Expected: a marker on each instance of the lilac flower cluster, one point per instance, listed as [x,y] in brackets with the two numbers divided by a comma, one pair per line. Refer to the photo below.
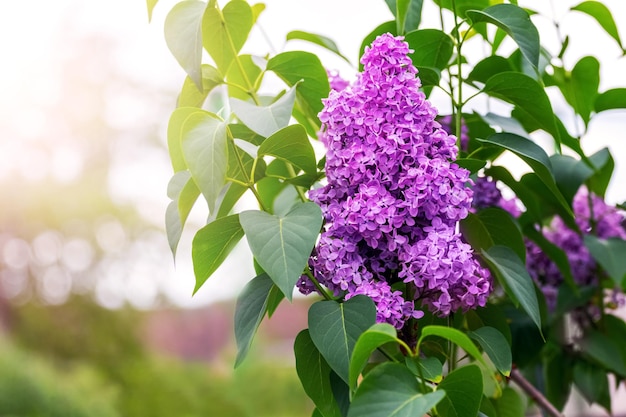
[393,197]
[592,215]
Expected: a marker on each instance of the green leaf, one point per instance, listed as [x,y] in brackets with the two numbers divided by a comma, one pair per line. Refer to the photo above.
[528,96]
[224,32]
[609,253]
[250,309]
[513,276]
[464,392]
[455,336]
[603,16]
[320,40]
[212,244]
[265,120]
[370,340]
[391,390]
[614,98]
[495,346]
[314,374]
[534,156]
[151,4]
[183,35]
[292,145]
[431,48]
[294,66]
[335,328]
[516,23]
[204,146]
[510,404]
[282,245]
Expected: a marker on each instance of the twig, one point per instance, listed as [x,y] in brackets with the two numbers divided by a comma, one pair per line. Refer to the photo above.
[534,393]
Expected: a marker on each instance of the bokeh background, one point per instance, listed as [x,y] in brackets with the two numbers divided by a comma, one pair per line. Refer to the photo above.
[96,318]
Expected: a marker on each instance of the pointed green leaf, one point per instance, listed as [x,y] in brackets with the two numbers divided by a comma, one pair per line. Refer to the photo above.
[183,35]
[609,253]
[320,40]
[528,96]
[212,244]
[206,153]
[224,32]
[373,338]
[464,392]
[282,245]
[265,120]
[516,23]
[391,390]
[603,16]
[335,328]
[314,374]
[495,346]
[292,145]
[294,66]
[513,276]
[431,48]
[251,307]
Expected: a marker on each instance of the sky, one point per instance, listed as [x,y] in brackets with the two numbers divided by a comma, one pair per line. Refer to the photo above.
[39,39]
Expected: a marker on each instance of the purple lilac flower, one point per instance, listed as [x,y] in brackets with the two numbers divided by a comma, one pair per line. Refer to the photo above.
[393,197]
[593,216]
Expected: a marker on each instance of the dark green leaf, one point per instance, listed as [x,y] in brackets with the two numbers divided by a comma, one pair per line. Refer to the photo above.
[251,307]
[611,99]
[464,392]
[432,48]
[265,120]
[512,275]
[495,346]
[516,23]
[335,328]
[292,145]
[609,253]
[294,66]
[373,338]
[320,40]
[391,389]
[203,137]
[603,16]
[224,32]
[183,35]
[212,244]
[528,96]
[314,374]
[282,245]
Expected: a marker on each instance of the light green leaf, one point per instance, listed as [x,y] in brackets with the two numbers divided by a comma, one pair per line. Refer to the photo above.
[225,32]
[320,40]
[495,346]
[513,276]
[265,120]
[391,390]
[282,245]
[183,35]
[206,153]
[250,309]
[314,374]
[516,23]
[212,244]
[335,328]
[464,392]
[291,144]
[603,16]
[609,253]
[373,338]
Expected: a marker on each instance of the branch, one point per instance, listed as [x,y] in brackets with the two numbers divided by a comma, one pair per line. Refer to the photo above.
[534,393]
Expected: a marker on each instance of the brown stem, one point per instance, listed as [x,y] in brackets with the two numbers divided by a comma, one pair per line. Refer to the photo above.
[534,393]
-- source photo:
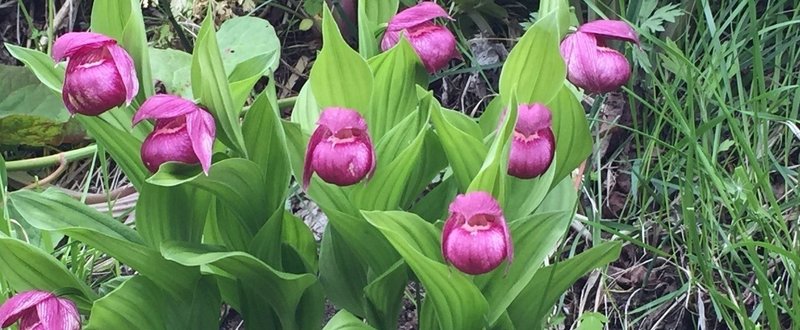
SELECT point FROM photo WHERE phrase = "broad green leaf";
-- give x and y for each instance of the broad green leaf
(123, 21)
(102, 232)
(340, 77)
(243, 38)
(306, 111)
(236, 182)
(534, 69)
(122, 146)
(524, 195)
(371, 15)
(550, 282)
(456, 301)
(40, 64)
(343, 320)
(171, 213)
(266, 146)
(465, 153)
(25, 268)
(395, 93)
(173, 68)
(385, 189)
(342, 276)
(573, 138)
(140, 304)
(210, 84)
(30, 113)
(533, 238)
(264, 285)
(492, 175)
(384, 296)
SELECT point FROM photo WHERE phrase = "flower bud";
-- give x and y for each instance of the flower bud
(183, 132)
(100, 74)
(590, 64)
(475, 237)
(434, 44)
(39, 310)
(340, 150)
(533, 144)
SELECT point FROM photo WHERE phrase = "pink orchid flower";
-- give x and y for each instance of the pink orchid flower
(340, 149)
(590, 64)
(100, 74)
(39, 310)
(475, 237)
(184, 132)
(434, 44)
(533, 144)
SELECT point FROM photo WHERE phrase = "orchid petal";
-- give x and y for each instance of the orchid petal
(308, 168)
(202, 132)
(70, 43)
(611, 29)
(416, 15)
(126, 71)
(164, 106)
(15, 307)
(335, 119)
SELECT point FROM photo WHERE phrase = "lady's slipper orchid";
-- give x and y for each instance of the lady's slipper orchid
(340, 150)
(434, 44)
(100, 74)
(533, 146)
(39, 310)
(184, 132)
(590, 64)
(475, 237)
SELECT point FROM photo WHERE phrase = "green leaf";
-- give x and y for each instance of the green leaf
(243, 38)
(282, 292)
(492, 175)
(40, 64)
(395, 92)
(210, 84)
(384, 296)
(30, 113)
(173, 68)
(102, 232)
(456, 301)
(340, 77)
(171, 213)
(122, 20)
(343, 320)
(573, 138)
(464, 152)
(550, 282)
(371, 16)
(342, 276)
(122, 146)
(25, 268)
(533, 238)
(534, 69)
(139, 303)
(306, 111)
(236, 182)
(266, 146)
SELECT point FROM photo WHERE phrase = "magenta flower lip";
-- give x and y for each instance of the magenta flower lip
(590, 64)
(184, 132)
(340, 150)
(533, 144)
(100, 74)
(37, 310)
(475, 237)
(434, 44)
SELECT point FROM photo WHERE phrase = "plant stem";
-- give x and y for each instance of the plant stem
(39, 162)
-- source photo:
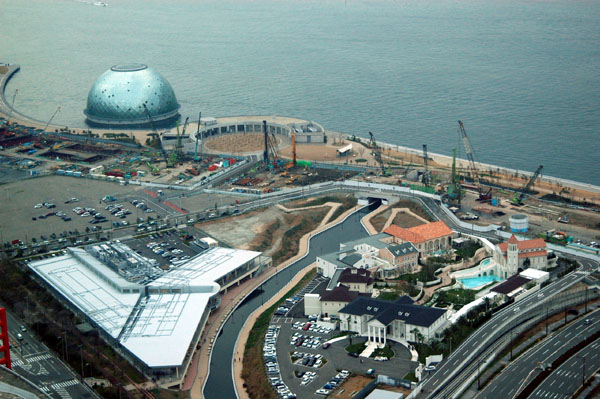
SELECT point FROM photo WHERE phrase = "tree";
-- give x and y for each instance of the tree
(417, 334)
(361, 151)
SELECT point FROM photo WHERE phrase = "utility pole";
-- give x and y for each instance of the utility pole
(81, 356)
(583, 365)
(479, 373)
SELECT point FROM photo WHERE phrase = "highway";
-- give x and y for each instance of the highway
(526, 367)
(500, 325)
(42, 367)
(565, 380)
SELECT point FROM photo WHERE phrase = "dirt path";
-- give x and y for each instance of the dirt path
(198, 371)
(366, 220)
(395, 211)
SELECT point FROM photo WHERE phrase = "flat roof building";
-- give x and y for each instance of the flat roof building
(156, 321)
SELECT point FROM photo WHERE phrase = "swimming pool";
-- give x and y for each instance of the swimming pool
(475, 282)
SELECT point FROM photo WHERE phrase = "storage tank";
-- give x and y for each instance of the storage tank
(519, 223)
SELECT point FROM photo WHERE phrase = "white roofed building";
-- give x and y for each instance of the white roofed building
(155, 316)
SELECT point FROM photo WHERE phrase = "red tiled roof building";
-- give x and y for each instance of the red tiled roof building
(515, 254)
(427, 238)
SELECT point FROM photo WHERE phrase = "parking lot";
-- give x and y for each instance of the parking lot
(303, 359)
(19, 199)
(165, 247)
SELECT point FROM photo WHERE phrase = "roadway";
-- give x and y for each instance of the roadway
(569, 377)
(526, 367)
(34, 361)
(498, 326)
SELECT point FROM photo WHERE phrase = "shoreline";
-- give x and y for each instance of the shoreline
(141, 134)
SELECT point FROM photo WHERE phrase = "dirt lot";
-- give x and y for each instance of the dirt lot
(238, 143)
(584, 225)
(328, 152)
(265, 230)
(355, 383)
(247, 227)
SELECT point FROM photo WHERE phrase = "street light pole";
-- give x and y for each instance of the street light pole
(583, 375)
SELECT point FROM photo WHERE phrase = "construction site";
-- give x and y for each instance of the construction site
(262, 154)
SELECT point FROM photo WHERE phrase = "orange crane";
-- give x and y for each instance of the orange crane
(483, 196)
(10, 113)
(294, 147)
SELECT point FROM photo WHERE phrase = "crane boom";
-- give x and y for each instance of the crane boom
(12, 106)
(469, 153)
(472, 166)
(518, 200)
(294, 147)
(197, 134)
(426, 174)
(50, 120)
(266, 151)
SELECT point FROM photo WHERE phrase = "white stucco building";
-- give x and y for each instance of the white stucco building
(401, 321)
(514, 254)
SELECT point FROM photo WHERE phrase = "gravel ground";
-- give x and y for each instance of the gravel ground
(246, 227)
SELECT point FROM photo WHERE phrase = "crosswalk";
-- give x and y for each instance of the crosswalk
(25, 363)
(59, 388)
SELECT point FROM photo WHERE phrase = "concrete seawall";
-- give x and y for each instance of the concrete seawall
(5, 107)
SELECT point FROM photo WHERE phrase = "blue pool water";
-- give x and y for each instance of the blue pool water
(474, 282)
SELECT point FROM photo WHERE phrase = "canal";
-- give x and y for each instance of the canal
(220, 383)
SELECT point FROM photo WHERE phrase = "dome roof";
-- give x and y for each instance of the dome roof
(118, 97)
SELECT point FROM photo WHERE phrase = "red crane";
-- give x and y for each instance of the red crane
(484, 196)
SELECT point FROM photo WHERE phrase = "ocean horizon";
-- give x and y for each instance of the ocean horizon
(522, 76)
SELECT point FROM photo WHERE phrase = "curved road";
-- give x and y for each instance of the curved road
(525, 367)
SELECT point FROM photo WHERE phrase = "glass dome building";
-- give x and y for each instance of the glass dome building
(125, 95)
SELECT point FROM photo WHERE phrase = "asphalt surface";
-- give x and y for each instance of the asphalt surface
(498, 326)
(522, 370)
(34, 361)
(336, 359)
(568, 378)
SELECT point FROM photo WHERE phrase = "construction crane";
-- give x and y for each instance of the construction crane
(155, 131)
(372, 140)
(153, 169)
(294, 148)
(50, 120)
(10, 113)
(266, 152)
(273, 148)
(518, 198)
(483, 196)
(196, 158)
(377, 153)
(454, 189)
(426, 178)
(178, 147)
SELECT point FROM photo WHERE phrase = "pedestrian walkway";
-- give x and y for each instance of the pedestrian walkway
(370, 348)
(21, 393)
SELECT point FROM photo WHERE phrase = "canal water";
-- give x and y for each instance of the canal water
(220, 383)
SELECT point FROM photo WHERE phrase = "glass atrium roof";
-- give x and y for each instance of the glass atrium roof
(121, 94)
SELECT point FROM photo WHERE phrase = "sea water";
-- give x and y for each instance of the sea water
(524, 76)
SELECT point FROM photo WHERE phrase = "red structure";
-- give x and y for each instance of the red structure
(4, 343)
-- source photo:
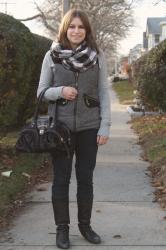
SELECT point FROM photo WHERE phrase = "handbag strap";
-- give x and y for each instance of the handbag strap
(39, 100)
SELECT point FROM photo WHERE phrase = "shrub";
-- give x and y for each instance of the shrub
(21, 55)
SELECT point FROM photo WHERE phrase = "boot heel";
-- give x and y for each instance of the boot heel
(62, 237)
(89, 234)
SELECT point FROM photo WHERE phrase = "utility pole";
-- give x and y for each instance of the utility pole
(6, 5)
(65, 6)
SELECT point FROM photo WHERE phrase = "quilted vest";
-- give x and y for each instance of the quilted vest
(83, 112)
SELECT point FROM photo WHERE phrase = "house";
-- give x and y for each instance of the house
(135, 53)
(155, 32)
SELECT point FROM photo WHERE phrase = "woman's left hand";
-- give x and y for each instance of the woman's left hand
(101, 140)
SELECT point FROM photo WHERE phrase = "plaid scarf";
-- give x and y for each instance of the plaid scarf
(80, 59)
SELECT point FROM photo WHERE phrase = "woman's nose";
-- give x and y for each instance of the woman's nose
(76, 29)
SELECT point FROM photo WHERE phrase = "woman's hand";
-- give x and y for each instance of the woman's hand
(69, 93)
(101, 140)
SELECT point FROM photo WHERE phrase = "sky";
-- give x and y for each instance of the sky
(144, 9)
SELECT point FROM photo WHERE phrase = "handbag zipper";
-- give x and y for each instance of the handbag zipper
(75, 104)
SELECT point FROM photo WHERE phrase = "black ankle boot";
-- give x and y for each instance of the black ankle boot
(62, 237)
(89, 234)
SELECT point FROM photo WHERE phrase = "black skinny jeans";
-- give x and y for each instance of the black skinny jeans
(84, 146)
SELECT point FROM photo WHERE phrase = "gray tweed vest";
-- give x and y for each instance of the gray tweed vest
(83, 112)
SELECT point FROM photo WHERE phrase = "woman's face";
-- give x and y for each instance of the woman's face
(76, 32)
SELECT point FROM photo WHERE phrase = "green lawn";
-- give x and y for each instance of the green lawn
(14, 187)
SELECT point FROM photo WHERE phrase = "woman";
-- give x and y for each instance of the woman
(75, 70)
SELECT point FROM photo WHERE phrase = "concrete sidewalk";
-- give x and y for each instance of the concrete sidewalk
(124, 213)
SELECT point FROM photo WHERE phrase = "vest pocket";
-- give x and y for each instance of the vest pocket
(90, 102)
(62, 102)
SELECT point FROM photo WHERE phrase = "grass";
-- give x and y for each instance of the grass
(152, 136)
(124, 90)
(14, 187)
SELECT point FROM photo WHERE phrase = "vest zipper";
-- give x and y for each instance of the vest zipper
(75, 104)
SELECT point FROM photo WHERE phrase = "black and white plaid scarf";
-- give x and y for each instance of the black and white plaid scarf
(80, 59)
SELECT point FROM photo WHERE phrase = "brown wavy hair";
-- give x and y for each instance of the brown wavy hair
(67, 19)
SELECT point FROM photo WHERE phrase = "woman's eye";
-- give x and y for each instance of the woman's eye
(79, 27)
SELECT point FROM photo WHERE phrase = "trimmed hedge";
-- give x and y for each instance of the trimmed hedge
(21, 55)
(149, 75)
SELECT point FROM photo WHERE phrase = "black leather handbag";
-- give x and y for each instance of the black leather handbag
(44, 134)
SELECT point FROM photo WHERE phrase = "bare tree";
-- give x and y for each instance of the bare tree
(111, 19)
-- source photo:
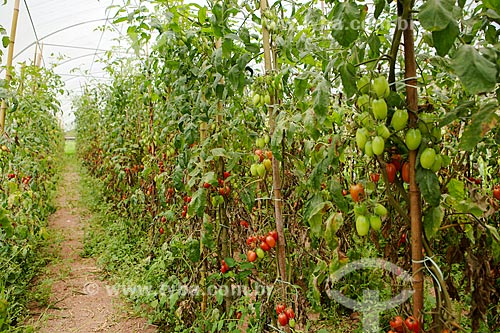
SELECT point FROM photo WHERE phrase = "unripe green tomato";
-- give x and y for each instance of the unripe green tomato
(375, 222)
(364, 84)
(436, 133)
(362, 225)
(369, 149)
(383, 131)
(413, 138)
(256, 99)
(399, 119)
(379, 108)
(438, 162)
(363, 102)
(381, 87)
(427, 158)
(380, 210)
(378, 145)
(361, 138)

########################################

Work to complete: Leaving the pictures out, set down exactly the lines from the one with "the handbag zipper" through the end of the records.

Expected answer:
-- give x and y for each instance of the handbag zipper
(75, 104)
SELECT point FROM photo WHERE phrase = "black ankle boot";
-- give x and y for each instance of the black ankle boot
(62, 237)
(89, 234)
SELECT point FROM photo WHERE phrase = "black skinny jeans";
-- give x and y for each instance of the black skinny jeans
(84, 146)
SELECT point FROM photo WHERE phrase = "gray tweed vest";
-- give x and y for each instance of the gray tweed vest
(83, 112)
SELECT point FROM photo WHERE phrase = "woman's face";
-- give x and y for each instance of the woman's face
(76, 32)
SELECT point FROM photo WHERE phrase = "green lawn";
-- give x and y for each instance of the green lawn
(14, 187)
SELECT point FROM photo WHERE phrase = "woman";
-- give x and y for each instance of the woman
(75, 70)
SELECT point FROM photo WHERE phrase = "concrete sidewalk";
-- give x and y for each instance of the concrete sidewalk
(124, 213)
SELECT point FROM photo WHERE phrase = "vest pocket";
-- give x and y for each instance of the vest pocket
(90, 102)
(62, 102)
SELECT point FROM photo WHERE phrase = "grass";
-- give x and y for each instance of the grass
(152, 136)
(124, 90)
(14, 187)
SELECT point FROM photo WHERE phrase = "vest zipper";
-- give x and y for each instance of the vest zipper
(75, 104)
SELECT point FROM photo WHERE phrase = "black and white plaid scarf";
-- give x and y for each instance of the black and white plaid scarf
(80, 59)
SELECT point FROM photo WHERE phrase = "brown wavy hair";
-- give x and y for each instance of the brown wavy hair
(67, 19)
SELECT point FROM photo WHERE phrase = "woman's eye";
-- give x and y for each instance of the woman's eye
(79, 27)
SELECT point FROM photo WHERE phrase = "trimmed hedge";
-- give x and y for each instance of the trimmed hedge
(21, 55)
(149, 75)
SELECT point FROM photo WHERE phrase = "black leather handbag";
-- give x and y for each instance of the black leather handbag
(44, 134)
SELECT point FROM photo WHERE phrase = "bare tree";
-- give x and y for each instance of the bare tree
(111, 19)
-- source photo:
SELECT point FROM photo WHERE phrase = "unripe green tomato";
-- give x and y for each instance of the unripe green tomato
(375, 222)
(364, 84)
(436, 133)
(362, 225)
(369, 149)
(383, 131)
(413, 138)
(256, 99)
(399, 119)
(379, 108)
(438, 162)
(363, 102)
(381, 87)
(427, 158)
(380, 210)
(378, 145)
(361, 138)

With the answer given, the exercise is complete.